» **Records for the task**:
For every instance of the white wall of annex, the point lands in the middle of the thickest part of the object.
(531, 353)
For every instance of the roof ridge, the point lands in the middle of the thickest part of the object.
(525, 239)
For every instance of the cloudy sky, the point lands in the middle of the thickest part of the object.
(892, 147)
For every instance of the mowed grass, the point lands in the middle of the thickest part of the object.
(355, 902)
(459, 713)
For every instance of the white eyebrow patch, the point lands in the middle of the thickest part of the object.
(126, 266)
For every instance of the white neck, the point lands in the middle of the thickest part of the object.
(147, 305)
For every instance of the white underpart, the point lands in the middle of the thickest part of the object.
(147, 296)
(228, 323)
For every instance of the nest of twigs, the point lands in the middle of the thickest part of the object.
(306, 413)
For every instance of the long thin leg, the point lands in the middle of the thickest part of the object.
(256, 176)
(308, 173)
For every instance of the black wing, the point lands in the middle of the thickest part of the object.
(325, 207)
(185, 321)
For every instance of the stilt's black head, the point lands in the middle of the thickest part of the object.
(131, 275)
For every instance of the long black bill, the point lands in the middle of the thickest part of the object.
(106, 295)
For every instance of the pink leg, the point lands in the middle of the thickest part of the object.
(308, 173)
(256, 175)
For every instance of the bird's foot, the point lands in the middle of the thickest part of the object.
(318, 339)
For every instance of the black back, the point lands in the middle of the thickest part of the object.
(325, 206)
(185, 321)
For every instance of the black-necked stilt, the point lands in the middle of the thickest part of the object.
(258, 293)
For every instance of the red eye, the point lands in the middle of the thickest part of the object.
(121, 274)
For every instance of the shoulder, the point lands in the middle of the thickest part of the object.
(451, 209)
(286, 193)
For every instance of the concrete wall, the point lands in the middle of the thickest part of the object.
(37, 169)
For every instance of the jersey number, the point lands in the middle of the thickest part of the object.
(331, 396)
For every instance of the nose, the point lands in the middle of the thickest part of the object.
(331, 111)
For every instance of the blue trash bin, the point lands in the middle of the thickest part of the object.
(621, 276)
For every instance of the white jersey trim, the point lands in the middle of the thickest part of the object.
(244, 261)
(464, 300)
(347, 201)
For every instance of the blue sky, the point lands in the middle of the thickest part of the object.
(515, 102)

» **Aim of the exercise**: Update the lines above by replacing "thickest part" with "widest part" and leaving everything else unchanged.

» **Solution to this task**:
For every instance of the white wall of annex, the point lands in the middle of the widest part of the object.
(531, 353)
For every instance of the roof ridge, the point lands in the middle of the widest part of the object.
(525, 239)
For every instance of the cloudy sky, the point lands in the middle of the widest part of the object.
(892, 147)
For every instance of the mowed grass, the point lands in the middle of the widest part of the object.
(355, 902)
(459, 713)
For every instance of the white eyebrow patch, the point lands in the middle of the widest part of the object.
(126, 266)
For every instance of the white neck, the point lands in the middle of the widest part of the object.
(147, 305)
For every instance of the white underpart, the point lands in the middle of the widest part of the object.
(147, 296)
(228, 323)
For every instance of the nest of twigs, the point lands in the middle of the widest part of the object.
(306, 413)
For every instance of the long thin leg, the point lands in the middle of the widest part of the object.
(256, 176)
(308, 173)
For every instance of the black wing, the point lands in the middle of the widest part of the object.
(325, 207)
(185, 321)
For every instance of the stilt's black head, the point lands in the middle of the widest part of the object.
(131, 275)
For every instance of the long black bill, the point lands in the middle of the widest part of the object.
(106, 295)
For every instance of the pink leg, the point lands in the middle of the widest part of the object.
(308, 173)
(256, 175)
For every instance of the bird's foot, the point lands in the middle of the widest part of the object.
(318, 339)
For every instance of the black back, the point lands in the middle of the widest part of the object.
(325, 206)
(185, 321)
For every instance of the black-necked stilt, the point lands in the middle of the widest part of the object.
(258, 293)
For every instance of the red eye, the point lands in the middle of the widest part of the object.
(121, 274)
For every instance of the shoulder, the point lands in the middle of the widest part of the object.
(451, 209)
(286, 193)
For every instance of the concrete wall, the point lands in the middle of the widest part of the object.
(37, 169)
For every instance of the jersey number, the point lands in the middle of the widest part of the object.
(331, 396)
For every instance of the nose, the point lands in the middle of the widest part of the object.
(331, 111)
For every instance of the blue trash bin, the point lands in the middle of the widest part of the object.
(621, 276)
For every instance of the white jersey trim, the point lands in the middle of the widest part of the object.
(244, 261)
(464, 300)
(347, 201)
For every instance of the blue sky, the point lands in the middle of the widest part of the object.
(515, 102)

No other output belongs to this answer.